Recast the data from the line holding "Target: blue chair back" through the end of the data, both ends included, as a Markdown table with the columns Row and Line. Give each line a row number and skip blank lines.

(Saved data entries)

>> BEGIN

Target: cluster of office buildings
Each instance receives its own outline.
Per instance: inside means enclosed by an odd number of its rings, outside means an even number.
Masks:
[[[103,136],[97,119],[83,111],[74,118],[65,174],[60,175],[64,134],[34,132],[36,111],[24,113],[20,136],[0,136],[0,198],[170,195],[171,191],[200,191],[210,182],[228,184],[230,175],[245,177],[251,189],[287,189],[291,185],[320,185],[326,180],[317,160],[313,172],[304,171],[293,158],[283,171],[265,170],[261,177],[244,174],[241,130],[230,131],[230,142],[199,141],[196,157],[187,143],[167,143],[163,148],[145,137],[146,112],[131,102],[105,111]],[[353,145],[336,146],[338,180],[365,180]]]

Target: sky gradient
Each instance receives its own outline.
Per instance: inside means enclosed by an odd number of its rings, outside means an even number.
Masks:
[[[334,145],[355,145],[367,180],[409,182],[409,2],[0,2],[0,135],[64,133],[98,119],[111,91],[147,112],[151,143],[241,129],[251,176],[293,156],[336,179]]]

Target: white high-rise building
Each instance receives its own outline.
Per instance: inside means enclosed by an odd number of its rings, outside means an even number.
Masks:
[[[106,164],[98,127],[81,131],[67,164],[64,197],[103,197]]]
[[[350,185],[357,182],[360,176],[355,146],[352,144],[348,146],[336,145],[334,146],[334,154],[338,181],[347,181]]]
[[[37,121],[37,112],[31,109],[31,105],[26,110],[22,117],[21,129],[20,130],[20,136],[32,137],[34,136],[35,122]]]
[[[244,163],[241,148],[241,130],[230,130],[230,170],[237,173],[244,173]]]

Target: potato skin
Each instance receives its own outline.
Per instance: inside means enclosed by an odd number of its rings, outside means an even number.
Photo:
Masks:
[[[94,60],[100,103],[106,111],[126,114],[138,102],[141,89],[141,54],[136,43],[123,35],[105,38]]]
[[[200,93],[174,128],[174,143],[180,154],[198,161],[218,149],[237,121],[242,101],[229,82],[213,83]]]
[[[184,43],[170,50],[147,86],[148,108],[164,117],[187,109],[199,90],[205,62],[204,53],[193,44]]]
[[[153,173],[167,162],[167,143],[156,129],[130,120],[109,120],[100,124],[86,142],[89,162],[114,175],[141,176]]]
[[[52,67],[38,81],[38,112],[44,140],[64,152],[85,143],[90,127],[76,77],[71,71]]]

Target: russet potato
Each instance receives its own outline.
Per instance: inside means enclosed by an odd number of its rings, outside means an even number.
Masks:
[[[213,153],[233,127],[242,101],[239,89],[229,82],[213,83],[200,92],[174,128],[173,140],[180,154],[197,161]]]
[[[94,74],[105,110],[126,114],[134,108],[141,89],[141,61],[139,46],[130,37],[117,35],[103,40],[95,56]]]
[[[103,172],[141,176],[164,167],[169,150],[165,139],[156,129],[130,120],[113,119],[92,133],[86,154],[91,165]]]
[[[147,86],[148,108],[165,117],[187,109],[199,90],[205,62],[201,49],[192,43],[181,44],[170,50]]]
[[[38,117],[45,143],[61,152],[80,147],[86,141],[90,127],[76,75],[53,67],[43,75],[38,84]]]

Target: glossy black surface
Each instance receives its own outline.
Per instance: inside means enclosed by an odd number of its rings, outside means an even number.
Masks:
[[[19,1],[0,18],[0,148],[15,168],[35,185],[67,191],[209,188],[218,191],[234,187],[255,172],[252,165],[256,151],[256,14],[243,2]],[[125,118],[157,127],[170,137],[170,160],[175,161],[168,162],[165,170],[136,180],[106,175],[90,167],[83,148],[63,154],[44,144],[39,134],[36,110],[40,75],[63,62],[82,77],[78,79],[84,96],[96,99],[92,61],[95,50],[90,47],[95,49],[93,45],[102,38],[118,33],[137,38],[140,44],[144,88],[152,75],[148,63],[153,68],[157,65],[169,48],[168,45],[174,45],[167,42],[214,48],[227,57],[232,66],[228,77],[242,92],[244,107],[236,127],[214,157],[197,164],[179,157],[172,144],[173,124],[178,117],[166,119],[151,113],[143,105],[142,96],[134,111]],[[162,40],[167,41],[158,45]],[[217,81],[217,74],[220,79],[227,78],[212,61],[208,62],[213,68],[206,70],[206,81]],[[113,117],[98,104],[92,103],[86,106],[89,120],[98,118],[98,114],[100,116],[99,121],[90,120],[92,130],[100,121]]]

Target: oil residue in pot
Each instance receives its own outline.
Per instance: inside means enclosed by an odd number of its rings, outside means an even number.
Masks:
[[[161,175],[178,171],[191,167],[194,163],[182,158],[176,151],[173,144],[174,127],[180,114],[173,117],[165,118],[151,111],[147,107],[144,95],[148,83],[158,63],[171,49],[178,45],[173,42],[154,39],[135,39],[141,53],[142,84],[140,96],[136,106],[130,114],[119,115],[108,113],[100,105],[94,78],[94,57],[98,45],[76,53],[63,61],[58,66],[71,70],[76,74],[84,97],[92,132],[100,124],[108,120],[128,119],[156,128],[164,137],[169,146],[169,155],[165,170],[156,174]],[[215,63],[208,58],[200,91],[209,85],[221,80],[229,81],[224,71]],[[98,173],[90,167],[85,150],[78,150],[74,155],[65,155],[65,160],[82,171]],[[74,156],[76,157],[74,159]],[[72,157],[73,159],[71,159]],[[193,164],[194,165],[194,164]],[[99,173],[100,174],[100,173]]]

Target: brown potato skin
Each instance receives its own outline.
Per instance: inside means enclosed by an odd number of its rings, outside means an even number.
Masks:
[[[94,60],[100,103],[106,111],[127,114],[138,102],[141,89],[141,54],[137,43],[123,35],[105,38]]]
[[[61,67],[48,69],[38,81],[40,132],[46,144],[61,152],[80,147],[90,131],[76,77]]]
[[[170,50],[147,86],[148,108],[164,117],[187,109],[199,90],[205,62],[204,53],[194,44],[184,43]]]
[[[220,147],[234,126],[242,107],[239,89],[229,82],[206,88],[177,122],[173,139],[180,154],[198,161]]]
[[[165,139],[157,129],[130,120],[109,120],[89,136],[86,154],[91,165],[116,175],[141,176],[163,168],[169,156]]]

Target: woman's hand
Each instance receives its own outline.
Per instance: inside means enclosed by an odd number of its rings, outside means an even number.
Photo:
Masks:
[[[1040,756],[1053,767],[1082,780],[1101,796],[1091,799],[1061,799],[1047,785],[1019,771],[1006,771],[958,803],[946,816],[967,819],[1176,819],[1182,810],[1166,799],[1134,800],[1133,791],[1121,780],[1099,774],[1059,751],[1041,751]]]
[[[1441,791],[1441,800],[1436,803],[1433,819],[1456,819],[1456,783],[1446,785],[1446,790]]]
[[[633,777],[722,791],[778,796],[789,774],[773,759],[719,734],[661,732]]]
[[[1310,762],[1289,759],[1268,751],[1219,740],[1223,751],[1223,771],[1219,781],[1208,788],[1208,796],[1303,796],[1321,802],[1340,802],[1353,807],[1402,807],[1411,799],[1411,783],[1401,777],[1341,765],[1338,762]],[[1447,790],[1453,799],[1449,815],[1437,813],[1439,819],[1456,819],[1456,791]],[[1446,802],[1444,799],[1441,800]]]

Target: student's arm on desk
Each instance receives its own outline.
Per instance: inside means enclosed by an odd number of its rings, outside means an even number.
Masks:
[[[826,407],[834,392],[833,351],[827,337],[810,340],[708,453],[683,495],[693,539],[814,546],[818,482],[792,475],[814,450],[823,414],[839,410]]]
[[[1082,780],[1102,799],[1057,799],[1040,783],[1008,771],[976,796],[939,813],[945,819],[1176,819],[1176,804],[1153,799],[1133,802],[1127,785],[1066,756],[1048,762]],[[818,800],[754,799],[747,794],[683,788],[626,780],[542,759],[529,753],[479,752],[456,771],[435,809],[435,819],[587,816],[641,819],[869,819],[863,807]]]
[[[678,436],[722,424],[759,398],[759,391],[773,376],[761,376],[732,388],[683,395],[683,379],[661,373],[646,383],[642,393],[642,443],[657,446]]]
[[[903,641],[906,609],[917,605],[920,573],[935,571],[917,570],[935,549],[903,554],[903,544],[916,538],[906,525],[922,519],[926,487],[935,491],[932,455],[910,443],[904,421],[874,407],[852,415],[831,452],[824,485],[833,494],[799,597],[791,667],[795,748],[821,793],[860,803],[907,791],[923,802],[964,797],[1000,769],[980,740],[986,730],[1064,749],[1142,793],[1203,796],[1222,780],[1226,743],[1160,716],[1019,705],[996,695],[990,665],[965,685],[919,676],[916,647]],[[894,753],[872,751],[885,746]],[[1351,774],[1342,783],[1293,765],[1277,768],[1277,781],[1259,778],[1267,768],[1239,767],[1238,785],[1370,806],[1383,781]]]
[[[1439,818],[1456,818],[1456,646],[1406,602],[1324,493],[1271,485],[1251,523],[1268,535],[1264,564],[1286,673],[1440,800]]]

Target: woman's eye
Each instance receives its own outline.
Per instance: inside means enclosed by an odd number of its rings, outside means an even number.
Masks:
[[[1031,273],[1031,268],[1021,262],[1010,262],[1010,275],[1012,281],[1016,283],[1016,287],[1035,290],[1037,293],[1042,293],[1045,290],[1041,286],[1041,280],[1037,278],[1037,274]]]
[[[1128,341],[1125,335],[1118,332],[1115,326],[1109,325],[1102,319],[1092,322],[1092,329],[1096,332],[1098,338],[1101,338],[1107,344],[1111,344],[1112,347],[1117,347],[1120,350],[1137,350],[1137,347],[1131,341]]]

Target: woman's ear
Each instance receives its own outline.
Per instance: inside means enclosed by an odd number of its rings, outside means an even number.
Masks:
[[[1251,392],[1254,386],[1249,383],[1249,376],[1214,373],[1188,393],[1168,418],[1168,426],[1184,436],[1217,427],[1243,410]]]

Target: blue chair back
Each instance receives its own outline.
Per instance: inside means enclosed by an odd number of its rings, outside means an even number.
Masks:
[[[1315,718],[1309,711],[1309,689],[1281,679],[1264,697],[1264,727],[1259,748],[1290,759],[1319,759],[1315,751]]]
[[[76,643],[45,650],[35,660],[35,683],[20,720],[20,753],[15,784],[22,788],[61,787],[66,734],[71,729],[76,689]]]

>> END

• **Exercise result**:
| Row | Line |
|---|---|
| 1 | Target: blue chair back |
| 2 | Each instance receives its own outline. |
| 3 | Per instance: inside means enclosed by an odd number of its rings, outside means an even number. |
| 4 | Masks: |
| 5 | [[[1315,718],[1309,711],[1309,689],[1281,679],[1264,697],[1264,727],[1259,748],[1290,759],[1319,759],[1315,751]]] |
| 6 | [[[76,643],[45,650],[35,660],[35,683],[20,720],[20,753],[15,784],[22,788],[61,787],[66,734],[71,729],[76,689]]] |